## Exercise task:
Reproduce word for word the part of the passage on the film Jashn-e-Azadi that opens with the words containing "Even in their" and closes with "or her mind.".

## Text block:
────────────────

Even in their willful misreading of the film, which they wish to memorialize
through their web stalking (even on their blackberries), this historic
script is being materialized. By accusing the film of minimising the numbers
of dead, and not according special status to the Pandit dead, or minimizing
their tragedy, they hope that Jashn-e-Azadi would be pushed into a life on
the fringes of jehadi propaganda, whose CDs could then be regularly seized
by Indian Police to show their active involvement in the fight against
terrorism. To return to Raul Hilberg, and his monumental work (which even
Zionist Historians refer to), in popular telling he was tarred with the same
number-brush, accused of robbing the dead of their special status. If you
accuse someone of trifling with Human tragedy, what you are trying to do is
to warn off that 'open minded' soul to close his or her mind.

────────────────

## Given records:

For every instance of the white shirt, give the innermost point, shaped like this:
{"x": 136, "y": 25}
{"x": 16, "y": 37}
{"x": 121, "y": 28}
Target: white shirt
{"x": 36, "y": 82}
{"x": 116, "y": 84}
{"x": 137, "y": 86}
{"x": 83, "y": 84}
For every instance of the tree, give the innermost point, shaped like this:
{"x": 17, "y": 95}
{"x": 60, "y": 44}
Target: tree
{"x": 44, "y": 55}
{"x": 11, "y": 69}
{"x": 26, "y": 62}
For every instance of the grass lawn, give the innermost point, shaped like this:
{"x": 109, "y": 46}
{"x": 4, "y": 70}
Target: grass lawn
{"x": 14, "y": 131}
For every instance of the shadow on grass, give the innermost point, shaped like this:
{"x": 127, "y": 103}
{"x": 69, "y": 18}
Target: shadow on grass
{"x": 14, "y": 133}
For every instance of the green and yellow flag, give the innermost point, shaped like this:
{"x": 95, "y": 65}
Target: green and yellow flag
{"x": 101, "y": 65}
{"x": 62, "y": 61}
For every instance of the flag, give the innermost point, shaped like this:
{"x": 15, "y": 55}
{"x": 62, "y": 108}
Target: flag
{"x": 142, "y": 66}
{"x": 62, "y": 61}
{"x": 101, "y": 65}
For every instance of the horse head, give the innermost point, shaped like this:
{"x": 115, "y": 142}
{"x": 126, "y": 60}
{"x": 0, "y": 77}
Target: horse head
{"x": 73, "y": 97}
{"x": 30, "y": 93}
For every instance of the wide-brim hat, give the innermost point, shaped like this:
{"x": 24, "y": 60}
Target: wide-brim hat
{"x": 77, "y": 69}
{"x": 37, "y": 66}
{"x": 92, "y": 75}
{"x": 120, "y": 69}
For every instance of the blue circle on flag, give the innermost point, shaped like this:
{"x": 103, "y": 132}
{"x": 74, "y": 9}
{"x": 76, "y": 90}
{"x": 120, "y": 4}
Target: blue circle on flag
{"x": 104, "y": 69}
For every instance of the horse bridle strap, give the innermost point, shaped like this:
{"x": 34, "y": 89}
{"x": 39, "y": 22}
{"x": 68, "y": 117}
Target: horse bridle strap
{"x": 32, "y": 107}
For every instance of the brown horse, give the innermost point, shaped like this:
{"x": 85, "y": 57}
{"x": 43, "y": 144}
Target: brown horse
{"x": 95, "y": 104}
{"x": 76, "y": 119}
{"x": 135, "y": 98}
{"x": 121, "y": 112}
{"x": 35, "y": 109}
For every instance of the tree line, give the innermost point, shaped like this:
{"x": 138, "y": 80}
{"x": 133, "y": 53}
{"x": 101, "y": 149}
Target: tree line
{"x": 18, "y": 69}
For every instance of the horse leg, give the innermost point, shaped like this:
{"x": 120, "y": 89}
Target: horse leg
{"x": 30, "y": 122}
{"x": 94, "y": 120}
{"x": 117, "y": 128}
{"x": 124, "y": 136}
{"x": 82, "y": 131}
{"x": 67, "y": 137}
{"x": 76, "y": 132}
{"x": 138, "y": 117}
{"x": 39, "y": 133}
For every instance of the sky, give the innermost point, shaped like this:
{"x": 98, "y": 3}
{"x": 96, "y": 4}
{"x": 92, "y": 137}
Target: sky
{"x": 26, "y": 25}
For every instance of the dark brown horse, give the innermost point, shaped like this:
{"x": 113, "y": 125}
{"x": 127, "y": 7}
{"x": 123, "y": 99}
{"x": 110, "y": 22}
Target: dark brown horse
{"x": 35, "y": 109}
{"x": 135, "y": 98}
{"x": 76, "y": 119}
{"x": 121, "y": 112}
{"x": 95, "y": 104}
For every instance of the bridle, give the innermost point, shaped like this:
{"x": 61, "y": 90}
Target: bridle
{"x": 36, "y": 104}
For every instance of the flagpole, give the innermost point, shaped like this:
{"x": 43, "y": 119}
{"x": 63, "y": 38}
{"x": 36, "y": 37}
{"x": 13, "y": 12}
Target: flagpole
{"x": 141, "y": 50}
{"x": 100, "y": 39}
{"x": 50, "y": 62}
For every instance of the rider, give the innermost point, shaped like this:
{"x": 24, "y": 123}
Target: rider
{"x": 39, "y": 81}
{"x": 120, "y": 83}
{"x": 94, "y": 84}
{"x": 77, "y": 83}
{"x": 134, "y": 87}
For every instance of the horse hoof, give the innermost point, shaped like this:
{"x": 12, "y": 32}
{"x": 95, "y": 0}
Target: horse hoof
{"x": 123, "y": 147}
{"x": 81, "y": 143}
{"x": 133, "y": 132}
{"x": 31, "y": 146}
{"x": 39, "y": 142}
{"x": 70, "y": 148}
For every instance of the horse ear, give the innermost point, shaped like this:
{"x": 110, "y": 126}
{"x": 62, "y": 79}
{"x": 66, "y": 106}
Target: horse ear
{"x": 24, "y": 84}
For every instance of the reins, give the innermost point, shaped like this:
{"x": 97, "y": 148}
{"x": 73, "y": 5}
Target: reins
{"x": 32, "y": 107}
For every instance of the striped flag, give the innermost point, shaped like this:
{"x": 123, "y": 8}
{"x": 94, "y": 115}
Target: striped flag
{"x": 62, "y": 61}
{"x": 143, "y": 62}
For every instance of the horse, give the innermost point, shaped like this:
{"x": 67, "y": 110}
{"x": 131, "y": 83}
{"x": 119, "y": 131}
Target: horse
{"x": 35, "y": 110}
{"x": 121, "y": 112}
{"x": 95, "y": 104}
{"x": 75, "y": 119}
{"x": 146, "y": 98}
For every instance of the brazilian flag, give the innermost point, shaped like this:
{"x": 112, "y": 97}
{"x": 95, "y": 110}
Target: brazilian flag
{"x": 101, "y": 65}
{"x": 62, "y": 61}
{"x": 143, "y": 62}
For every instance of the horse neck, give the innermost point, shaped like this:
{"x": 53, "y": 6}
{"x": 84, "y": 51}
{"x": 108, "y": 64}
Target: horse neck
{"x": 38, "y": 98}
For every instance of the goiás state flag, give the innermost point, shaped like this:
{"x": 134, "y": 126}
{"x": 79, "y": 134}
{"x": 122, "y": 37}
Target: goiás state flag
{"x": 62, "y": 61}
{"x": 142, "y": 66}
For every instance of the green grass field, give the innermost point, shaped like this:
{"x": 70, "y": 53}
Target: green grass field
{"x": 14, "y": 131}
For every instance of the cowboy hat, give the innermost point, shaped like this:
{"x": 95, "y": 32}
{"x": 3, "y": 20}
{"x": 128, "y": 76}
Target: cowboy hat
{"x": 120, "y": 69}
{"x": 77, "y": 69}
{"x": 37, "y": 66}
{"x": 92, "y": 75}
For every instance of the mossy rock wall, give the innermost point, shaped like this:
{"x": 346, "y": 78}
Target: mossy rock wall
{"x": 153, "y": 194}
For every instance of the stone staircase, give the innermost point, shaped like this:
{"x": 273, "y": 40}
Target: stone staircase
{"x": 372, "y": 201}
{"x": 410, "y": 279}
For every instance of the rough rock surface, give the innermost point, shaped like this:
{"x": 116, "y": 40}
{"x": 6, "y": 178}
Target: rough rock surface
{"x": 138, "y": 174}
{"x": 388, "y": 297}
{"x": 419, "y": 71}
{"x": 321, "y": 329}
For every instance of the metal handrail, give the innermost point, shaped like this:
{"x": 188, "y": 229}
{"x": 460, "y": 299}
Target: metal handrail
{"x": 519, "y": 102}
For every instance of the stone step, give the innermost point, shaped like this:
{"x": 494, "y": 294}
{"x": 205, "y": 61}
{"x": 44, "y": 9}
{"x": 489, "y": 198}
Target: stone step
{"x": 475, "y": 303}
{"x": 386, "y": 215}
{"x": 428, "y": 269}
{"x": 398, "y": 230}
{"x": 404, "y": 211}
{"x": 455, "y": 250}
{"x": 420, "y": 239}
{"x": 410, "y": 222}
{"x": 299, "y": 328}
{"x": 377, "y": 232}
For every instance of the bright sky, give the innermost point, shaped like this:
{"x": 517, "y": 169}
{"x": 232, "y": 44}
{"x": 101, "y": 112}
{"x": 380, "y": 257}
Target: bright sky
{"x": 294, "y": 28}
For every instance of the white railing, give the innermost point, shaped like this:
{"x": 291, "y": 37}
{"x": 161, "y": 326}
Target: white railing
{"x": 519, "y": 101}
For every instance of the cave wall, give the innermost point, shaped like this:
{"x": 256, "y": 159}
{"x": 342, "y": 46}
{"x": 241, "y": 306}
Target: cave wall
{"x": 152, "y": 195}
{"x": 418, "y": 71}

────────────────

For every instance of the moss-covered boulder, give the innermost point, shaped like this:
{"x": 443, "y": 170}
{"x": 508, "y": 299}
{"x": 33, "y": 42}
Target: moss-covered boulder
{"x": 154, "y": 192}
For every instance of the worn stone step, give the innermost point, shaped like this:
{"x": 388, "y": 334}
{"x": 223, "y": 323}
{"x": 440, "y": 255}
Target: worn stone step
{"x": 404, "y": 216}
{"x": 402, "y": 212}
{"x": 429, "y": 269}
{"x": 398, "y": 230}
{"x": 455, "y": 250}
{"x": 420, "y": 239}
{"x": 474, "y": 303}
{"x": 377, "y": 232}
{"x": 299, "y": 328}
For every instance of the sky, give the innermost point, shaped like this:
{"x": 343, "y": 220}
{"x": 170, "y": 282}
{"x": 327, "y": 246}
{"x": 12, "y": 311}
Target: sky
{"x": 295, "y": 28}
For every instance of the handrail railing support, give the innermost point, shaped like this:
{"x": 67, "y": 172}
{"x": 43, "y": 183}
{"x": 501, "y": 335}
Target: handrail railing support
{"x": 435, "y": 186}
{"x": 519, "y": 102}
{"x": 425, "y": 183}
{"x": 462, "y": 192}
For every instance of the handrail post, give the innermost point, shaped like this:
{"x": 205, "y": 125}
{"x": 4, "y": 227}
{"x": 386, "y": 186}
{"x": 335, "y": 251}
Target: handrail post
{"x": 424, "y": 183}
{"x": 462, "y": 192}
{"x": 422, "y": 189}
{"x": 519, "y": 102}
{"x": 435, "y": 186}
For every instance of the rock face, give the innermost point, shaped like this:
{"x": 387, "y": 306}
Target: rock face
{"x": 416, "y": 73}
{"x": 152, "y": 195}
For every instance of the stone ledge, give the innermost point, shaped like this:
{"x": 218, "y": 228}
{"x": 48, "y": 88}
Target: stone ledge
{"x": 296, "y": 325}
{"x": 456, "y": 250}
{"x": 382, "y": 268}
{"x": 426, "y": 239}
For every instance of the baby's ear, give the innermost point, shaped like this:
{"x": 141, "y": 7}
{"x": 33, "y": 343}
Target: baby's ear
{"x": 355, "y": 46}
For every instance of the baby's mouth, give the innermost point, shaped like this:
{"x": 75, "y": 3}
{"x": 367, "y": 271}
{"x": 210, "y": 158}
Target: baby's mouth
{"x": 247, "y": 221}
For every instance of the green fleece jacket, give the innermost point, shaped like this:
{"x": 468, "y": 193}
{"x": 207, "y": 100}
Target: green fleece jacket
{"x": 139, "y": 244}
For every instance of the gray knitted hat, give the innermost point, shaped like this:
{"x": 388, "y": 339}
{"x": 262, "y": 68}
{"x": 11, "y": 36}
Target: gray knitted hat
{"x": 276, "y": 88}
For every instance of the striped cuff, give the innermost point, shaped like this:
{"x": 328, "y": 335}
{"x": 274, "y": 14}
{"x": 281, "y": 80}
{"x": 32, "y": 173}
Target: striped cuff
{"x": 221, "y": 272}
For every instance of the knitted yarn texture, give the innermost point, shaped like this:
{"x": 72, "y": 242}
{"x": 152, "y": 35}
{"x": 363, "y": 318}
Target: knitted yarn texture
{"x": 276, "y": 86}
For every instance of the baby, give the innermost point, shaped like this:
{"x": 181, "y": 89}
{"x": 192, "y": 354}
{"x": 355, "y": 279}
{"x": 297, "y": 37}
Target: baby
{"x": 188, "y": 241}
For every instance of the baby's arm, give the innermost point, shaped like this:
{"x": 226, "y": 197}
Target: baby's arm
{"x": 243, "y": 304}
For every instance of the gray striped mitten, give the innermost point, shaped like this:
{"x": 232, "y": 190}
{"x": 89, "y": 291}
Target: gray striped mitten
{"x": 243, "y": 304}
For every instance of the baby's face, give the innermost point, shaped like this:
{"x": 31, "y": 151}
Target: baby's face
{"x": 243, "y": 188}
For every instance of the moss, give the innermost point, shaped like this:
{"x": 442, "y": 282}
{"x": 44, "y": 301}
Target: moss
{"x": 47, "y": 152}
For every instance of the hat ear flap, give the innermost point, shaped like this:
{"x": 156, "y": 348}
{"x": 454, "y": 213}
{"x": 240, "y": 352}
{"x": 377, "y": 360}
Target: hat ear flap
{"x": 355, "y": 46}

────────────────

## Response to the task:
Even in their willful misreading of the film, which they wish to memorialize
through their web stalking (even on their blackberries), this historic
script is being materialized. By accusing the film of minimising the numbers
of dead, and not according special status to the Pandit dead, or minimizing
their tragedy, they hope that Jashn-e-Azadi would be pushed into a life on
the fringes of jehadi propaganda, whose CDs could then be regularly seized
by Indian Police to show their active involvement in the fight against
terrorism. To return to Raul Hilberg, and his monumental work (which even
Zionist Historians refer to), in popular telling he was tarred with the same
number-brush, accused of robbing the dead of their special status. If you
accuse someone of trifling with Human tragedy, what you are trying to do is
to warn off that 'open minded' soul to close his or her mind.